With regard to energy, we need to balance between Ireland and Britain but also between Britain and France. We’re part of a wider balancing system. The good news is that not only are we building an electricity interconnector between France and Ireland, but the French and British also just opened a new interconnector to trade electricity. So despite Brexit, in certain areas you’ll see cooperation continuing, because Britain will not be able to balance its variable power supply on its own; it would be incredibly expensive and incredibly inefficient. We will still have to work collaboratively in energy. We’ll still have to work collaboratively in climate and environment matters as well. The environment doesn’t know boundaries: air pollution moves across borders, water pollution too and fish also move from one area to another—therefore, if you don’t cooperate on the environment, it won’t work. So, whatever Brexit brings, it has to bring continuing collaboration.

 

A new administration is in place in the U.S. with a very climate-centric President of Irish decent. Do you foresee new cooperation areas or partnerships opening up with the U.S. in the near future?

Critically, we go into this year with a seat on the United Nations (UN) Security Council, which we don’t have by right. But we are also co-chairing the working group on climate security in the Security Council in this critical year leading up to the 2021 UN Climate Change Conference, or COP26. Our manifesto for getting that seat on the Security Council was to stand up for small island states and for the less developed countries, because we have that tradition going back in our history: a tradition for missionaries, tradition from being colonized rather than a colonizer. So we have a certain perspective.

On the climate front, what we will be doing is working with John Kerry, who’s President Biden’s climate envoy, but also with President Biden himself, with the clear realization that security comes from climate action, climate adaptation and, particularly as we are advancing into COP26, that we invest collectively—Europe and America—in climate adaptation and resilience in those less-developed countries and small island states. That’s critical because they’re the first to be hit by climate harm, and also it’s the right investment. It’s moving to recognizing that this is the new economy, this is the better food system, this is the better energy system, this is the better system in every way.

By investing in that, we tackle not just the climate but we give stability around food production, which has always been a huge problem in many parts of the world. We give stability around migration issues, which has been a huge concern in Europe. If we don’t have climate stability, we won’t have those other areas of stability and so it’s in everyone’s interest that we do invest in that. One of our roles will be working with the Biden administration to put that at center stage in the UN General Assembly this September and at the Food Systems Summit, which will take place at the same time.

 

What would be your final message for our readers?

Ireland is good at getting out of crisis. We can and will get out of this one. We will show that it is possible, but it’s collaboration that works. I hope we might show the example. We are a small island with relatively connected people and we start to come out of this crisis though good collaboration, just looking after each other and our health system. But more than anything else, we need to then apply that collaboration in the bigger crisis to come—the climate and biodiversity crisis. That collaboration is an international one: this is not a time for retrenchments, protectionism or putting up the shutters and leaving people behind. The lesson a small country like ours can learn and show is that we get out of crisis with collaboration: we face the next crisis with international collaboration and a small country like Ireland is showing the way.

■ What to do ■
1 > In the interview on Ireland and climate, echo the stretch from "By investing in" through "the same time." word for word.
2 > According to the interview on Ireland and climate, which Security Council working group is Ireland co-chairing?

■ Information supplied ■
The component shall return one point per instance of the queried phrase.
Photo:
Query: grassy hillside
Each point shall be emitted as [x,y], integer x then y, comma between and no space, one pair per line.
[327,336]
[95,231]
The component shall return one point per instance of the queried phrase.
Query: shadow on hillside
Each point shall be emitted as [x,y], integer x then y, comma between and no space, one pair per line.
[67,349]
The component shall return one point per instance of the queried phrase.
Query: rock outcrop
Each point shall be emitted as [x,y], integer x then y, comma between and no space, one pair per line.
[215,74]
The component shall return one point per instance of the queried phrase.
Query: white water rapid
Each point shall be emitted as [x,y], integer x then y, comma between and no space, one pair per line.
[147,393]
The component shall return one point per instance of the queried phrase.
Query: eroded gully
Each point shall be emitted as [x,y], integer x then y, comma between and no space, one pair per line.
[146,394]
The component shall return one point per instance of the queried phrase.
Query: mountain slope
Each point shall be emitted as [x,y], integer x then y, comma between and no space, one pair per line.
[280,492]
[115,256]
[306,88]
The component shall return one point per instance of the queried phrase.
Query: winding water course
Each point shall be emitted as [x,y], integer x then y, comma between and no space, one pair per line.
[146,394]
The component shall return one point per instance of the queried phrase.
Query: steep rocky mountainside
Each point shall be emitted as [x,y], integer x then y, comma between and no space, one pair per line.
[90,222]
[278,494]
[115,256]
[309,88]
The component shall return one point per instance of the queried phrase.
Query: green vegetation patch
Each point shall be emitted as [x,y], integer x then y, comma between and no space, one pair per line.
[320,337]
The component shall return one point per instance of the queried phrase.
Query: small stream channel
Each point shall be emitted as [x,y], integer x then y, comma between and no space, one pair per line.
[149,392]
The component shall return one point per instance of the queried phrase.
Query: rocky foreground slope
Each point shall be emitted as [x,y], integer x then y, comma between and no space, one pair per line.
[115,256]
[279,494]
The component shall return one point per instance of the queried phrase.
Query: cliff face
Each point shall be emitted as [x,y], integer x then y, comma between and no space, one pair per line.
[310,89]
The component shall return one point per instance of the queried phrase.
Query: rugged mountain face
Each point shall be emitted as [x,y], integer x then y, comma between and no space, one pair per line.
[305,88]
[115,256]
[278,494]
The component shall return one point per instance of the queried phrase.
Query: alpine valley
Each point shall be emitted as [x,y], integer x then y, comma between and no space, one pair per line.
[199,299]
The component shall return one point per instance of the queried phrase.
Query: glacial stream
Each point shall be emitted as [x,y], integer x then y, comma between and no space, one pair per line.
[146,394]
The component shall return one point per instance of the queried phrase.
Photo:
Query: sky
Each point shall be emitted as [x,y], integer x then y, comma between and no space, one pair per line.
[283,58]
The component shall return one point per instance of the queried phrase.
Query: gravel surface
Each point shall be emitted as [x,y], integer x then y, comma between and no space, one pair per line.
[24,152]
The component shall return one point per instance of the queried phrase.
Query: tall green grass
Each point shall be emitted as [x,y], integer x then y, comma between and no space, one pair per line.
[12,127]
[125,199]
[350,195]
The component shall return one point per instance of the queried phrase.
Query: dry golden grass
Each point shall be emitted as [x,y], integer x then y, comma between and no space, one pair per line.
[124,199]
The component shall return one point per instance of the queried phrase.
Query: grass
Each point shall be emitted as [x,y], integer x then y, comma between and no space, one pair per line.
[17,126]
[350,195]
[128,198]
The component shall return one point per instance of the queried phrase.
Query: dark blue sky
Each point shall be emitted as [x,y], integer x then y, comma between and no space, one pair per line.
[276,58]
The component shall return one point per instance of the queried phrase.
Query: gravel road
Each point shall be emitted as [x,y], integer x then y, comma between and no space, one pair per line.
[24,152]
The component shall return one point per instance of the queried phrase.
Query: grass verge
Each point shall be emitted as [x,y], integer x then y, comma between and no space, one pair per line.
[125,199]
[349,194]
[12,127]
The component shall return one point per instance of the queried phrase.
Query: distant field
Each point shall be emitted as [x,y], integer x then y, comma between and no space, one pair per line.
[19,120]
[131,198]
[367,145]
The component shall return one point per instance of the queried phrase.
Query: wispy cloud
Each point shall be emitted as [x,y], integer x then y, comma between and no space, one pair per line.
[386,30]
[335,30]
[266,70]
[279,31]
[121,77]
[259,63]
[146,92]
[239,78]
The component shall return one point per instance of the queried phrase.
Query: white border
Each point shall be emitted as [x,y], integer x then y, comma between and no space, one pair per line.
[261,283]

■ Outputs by task ■
1 >
By investing in that, we tackle not just the climate but we give stability around food production, which has always been a huge problem in many parts of the world. We give stability around migration issues, which has been a huge concern in Europe. If we don’t have climate stability, we won’t have those other areas of stability and so it’s in everyone’s interest that we do invest in that. One of our roles will be working with the Biden administration to put that at center stage in the UN General Assembly this September and at the Food Systems Summit, which will take place at the same time.

2 > The working group on climate security.